══ Text block ══
The Gift of Sacrifice

LEVITICUS 1–7

Leviticus 1–7 introduces the gifts of sacrifice. Two series of instructions identify the gifts and outline how they are to be brought to God. The first (1:3–6:7; MT: 1:3–5:26) deals with five major offerings, each presented from the perspective of the donor: burnt offerings, cereal offerings, well-being offerings, purification offerings, and reparation offerings. The first three of these are voluntary offerings; the last two are required. The second series (6:8–7:36; MT: 6:1–7:36) addresses the same offerings, this time from the perspective of the priests. The two sets of instructions are framed by an introduction (1:1–2) and a conclusion (7:37–38) that tie all the offerings to the revelation from God to Moses at the tent of meeting that was erected at Sinai (cf. Exodus 25–31, 35–40).

Leviticus 1:1–17

Burnt Offerings

The instructions concerning burnt offerings move from the general to the specific. An introductory statement (vv. 1–2) addresses the general category of animal “gifts” (qorbān: NRSV: “offering”) that anyone may bring to God. Three subunits define these gifts as burnt offerings “from the herd” (vv. 3–9), “from the flock” (vv. 10–13), and “of birds” (vv. 14–16). The instructions concerning these gifts are given in considerable detail, first in the section dealing with offerings from the herd, then a second and third time, with some variations, in the sections dealing with the flock and the birds. Readers may be tempted to rush past the details in order to find more quickly the theology they convey. The search for theological meaning is clearly important. It is prudent to remember, however, that here and throughout Leviticus, the journey toward understanding necessarily runs through, not around, the specifics of the text. To recast a popular saying, readers of Leviticus will find that “God is in the details.”

Introduction (1:1–2)

The first words of Leviticus are designed to introduce a special revelatory experience in the history of Israel. According to the final arrangement of the Pentateuch, God has “summoned (yiqrāʾ) Moses” on three previous occasions. In Exod. 3:4, God summons Moses from the burning bush in order to disclose the name YHWH that would mark God’s special relationship with Israel. In Exod. 19:3, God summons Moses a second time, on this occasion from Mount Sinai, and gives to him the Ten Commandments. On the third occasion, Exod. 24:16, God summons Moses from the cloud that has covered Mount Sinai; what follows are God’s instructions for building the tabernacle (Exodus 25–31). Leviticus 1:1 announces that God summons Moses from the newly erected “tent of meeting” (see Exodus 35–40), also called the “tabernacle” (cf. Lev. 8:10; 15:31; 17:4; 26:11), which has now become the only specific place in all creation that is described as being filled with the “glory of the Lord” (Exod. 40:35; Fretheim, Exodus, p. 315). Leviticus presents what God now says to Moses, and what Moses must now speak to the whole community of Israel, as the most immediate and intimate revelation from God available in the cosmos.
═══
Tasks to perform >>
a) In the Leviticus commentary, which two of the five major offerings are described as required rather than voluntary?
b) Using the Leviticus commentary, mark each statement yes or no and quote the words that decide it: (i) The second series of instructions presents the offerings from the perspective of the priests. (ii) In Exod. 19:3, God summons Moses from the burning bush. (iii) The instructions on burnt offerings move from the specific to the general.
c) Write the next part of the Leviticus commentary, starting after its final sentence.
══ Record list ══
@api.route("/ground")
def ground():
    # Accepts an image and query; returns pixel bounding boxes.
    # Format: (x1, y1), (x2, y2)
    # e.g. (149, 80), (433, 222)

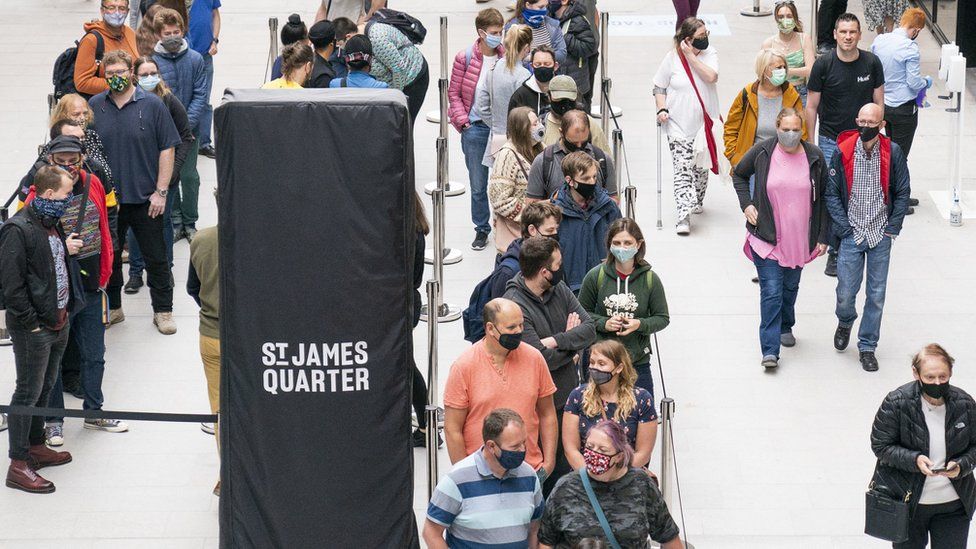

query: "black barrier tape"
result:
(0, 405), (217, 423)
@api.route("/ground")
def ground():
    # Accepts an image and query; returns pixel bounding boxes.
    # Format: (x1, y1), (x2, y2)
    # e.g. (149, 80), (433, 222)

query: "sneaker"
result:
(123, 275), (145, 295)
(44, 423), (64, 447)
(85, 419), (129, 433)
(153, 312), (176, 335)
(674, 217), (691, 236)
(471, 231), (488, 251)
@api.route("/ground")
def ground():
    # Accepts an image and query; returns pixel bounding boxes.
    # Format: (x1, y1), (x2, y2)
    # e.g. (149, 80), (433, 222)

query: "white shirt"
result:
(918, 397), (959, 505)
(653, 46), (720, 139)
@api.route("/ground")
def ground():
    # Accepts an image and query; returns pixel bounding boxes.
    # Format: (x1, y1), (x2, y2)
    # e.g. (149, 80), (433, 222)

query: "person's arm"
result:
(444, 406), (468, 464)
(535, 395), (559, 474)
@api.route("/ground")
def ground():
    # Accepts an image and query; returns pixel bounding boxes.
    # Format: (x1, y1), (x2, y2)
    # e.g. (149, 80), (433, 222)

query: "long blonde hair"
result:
(583, 339), (637, 421)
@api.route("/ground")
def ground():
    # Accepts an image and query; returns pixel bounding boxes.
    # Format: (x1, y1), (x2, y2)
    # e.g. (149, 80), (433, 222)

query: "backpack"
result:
(51, 31), (105, 101)
(461, 257), (519, 343)
(366, 8), (427, 45)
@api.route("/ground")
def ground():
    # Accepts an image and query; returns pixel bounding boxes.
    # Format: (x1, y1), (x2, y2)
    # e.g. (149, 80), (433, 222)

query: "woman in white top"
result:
(654, 17), (722, 235)
(761, 0), (817, 107)
(870, 343), (976, 549)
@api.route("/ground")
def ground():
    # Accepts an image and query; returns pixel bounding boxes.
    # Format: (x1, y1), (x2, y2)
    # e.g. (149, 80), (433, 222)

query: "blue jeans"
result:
(837, 236), (891, 352)
(46, 292), (107, 423)
(461, 122), (491, 233)
(752, 251), (803, 358)
(194, 53), (213, 148)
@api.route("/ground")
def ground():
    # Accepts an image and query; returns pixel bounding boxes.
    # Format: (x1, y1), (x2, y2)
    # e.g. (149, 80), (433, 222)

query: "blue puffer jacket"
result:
(153, 39), (208, 135)
(552, 185), (621, 294)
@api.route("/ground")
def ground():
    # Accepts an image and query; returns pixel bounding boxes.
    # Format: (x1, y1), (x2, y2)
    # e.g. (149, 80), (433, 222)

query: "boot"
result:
(7, 459), (54, 494)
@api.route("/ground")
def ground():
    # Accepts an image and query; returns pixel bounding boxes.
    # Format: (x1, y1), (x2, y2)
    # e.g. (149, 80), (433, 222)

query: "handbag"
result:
(578, 467), (620, 549)
(864, 481), (912, 543)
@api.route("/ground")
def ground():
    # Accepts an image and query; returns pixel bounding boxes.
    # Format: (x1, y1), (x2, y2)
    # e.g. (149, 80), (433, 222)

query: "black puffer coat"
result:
(871, 381), (976, 519)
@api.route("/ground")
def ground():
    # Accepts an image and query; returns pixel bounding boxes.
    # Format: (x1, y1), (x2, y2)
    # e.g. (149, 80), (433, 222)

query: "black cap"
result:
(308, 21), (335, 50)
(47, 135), (84, 154)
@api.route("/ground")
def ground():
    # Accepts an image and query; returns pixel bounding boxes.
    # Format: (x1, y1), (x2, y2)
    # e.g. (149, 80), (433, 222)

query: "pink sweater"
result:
(447, 38), (505, 131)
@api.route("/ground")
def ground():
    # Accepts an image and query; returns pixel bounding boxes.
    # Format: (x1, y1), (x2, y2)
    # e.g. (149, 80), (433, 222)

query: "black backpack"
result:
(51, 31), (105, 101)
(366, 8), (427, 45)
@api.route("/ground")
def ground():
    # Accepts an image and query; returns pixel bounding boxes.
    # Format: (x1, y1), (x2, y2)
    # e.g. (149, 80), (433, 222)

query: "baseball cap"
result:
(549, 74), (577, 101)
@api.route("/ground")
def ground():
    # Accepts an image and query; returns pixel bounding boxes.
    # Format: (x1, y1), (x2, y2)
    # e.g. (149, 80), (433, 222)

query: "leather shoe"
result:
(861, 351), (878, 372)
(7, 459), (54, 494)
(27, 444), (71, 471)
(834, 326), (851, 351)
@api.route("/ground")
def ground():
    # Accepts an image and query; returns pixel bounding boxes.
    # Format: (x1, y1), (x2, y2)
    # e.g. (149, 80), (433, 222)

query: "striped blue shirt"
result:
(427, 447), (543, 549)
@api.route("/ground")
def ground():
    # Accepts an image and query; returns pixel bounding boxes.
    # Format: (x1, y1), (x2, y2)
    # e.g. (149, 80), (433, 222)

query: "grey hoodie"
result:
(505, 273), (596, 410)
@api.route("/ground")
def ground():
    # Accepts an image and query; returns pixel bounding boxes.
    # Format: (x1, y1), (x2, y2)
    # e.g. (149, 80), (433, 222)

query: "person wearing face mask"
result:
(486, 107), (542, 255)
(871, 343), (976, 549)
(74, 0), (139, 98)
(508, 46), (559, 119)
(725, 50), (807, 169)
(824, 103), (911, 372)
(505, 236), (596, 496)
(261, 42), (315, 90)
(552, 151), (621, 294)
(447, 8), (505, 250)
(762, 0), (817, 105)
(444, 298), (558, 482)
(562, 339), (657, 470)
(0, 166), (83, 494)
(732, 108), (830, 370)
(579, 218), (671, 399)
(539, 419), (684, 549)
(153, 9), (209, 242)
(653, 17), (720, 235)
(505, 0), (566, 67)
(423, 408), (545, 549)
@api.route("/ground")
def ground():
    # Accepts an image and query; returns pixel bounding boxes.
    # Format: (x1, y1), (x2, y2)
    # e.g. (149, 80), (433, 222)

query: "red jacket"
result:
(24, 170), (114, 288)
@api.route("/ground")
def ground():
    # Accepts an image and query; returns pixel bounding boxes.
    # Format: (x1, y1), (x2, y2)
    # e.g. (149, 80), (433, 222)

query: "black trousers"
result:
(885, 101), (918, 158)
(892, 499), (969, 549)
(113, 202), (173, 313)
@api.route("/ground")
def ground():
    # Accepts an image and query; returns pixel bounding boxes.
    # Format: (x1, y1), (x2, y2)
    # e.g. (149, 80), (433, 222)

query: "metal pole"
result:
(426, 280), (440, 500)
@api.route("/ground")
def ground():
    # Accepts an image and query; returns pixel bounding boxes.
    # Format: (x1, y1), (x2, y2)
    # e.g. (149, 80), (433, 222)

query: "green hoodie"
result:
(579, 261), (671, 366)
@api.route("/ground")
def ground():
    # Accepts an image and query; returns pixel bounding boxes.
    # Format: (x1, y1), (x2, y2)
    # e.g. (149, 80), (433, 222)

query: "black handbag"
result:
(864, 482), (912, 543)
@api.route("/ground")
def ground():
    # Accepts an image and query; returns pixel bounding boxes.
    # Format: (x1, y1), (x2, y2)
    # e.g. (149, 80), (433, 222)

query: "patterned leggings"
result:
(668, 137), (708, 221)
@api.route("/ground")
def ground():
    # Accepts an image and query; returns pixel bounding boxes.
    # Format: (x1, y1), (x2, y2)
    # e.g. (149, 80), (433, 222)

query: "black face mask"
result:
(857, 126), (881, 143)
(918, 380), (949, 398)
(534, 67), (556, 84)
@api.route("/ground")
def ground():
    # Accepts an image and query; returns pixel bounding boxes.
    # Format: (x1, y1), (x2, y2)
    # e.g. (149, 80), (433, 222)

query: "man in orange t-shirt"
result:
(444, 298), (558, 482)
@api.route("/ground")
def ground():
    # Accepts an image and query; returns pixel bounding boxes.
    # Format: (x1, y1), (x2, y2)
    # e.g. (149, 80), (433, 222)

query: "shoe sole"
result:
(7, 480), (54, 494)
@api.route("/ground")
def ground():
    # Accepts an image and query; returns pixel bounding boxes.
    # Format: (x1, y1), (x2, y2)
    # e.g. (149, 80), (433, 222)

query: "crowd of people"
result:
(0, 0), (976, 549)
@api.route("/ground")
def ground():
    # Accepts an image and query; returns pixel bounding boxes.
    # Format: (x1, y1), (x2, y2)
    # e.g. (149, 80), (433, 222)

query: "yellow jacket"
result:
(725, 82), (808, 168)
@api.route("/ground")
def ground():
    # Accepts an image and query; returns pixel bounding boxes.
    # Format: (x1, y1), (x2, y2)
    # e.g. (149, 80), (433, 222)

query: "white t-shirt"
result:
(918, 397), (959, 505)
(654, 46), (720, 139)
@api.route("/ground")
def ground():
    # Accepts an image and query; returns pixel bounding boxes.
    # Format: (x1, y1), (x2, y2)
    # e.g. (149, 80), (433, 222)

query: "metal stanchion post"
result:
(426, 280), (440, 501)
(424, 15), (464, 198)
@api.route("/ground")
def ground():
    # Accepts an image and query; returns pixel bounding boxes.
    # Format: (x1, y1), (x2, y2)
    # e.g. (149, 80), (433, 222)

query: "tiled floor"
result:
(0, 0), (976, 549)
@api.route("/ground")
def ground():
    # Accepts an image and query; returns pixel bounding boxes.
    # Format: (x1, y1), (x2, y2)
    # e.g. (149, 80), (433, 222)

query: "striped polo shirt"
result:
(427, 447), (543, 549)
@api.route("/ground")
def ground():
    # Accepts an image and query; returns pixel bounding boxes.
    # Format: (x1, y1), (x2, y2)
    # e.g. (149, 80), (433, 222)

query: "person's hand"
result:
(566, 313), (582, 331)
(742, 204), (759, 227)
(149, 192), (166, 218)
(617, 318), (640, 337)
(64, 233), (84, 255)
(915, 455), (936, 477)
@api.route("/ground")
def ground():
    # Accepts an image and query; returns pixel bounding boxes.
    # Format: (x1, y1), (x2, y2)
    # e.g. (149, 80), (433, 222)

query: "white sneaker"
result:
(85, 419), (129, 433)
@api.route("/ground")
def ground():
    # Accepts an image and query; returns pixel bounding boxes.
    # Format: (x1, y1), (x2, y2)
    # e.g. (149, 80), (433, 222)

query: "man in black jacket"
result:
(0, 166), (82, 493)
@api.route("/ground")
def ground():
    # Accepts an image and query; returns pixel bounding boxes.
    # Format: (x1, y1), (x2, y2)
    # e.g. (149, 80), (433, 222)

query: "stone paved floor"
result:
(0, 0), (976, 549)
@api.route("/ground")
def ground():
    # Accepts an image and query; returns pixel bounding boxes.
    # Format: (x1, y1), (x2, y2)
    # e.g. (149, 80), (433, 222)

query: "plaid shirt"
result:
═══
Outputs in order >>
a) The purification offerings and the reparation offerings.

b)
(i) Yes: "this time from the perspective of the priests."
(ii) No: "on this occasion from Mount Sinai."
(iii) No: "move from the general to the specific."

c)
This is surely an astonishing claim. The closest parallel in Christian Scripture is the assertion that God is fully present in Jesus (John 1:14–16). The Christian community will typically hear and embrace the latter claim as a requisite part of its credo. For many Christians, however, the revelation from Leviticus is passively ignored or actively shunned. The introductory verse serves notice that Leviticus, with all its instructions and rituals, claims to be an essential part of the ongoing revelation from God to humanity. To hear and respond to its disclosures is to draw near to the very presence of God.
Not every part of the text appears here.